Exercise instructions.
A) Please change the part of the Muslim divorce article that opens with the words containing "AV Mahomed, chief" and closes with "the same time.", putting "senior trustee" in place of "chief trustee".
B) According to the Muslim divorce article, who is the secretary general of the Ulama Council of South Africa?

** Extract provided follows **

Muslim couples who feel their marriages are not working out should seek the intervention of Islamic scholars before taking the legal route.
This is the view of the United Ulama Council of South Africa and the Jamiatul Council of South Africa.
Imam Yusuf Patel, the secretary general of the Ulama Council of South Africa, urged couples to seek the assistance of imams and other Muslim experts to save their marriages.
“Taking the legal route is expensive and adds to the stress of the parties,” he said.
He said Shariah Law protected the interests of divorcees in that they ought not to be left destitute.
Asked whether it was not unfair that a Muslim man can have up to four wives simultaneously and a Muslim woman one husband, Patel said no.
“The man is permitted to protect the family and lineage. He is the head of the family and their protector and provider. Women are not permitted to have more than one husband simultaneously. But she can divorce and remarry,” he said.
Moulana Abdulah Khan, administration manager at the Jaimatul Council, said the council was of the view that Muslim scholars were adequately equipped to decide on Muslim divorces.
“Over the years the council’s scholars saved hundreds of Muslim marriages from falling apart. There is a far better, inexpensive way to resolve the marriage disputes,” he said.
“It takes years to build a home and a family. Don’t ruin the future, including that of the children, by making rash decisions which you may regret.”
AV Mahomed, chief trustee of the Juma Musjid (Grey Street Mosque) said Shariah Law stipulates that a man divorced from his wife is obliged to provide for her upkeep for the first three months.
“But it is wrong for a Muslim woman to be married to two men at the same time.
“That is also in accordance with Shariah Law.”
The law concerning religious marriages has evolved over the years.

** End of Extract provided **
** Information shown follows **

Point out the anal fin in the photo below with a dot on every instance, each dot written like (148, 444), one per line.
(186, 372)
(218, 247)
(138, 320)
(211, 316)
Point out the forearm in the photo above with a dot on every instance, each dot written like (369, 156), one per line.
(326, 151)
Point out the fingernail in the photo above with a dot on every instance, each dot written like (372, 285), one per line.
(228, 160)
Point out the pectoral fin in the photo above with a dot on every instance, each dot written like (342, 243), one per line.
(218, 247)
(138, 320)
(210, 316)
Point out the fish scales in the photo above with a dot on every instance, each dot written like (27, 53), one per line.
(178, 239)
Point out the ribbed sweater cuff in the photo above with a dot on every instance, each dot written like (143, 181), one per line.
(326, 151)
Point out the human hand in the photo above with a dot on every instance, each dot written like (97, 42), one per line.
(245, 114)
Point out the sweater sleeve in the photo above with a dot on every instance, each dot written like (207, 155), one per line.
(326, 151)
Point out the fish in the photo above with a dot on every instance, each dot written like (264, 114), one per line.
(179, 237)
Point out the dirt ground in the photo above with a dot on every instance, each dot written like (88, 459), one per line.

** End of Information shown **

Answers for each item.
A)
AV Mahomed, senior trustee of the Juma Musjid (Grey Street Mosque) said Shariah Law stipulates that a man divorced from his wife is obliged to provide for her upkeep for the first three months.
“But it is wrong for a Muslim woman to be married to two men at the same time.

B) Imam Yusuf Patel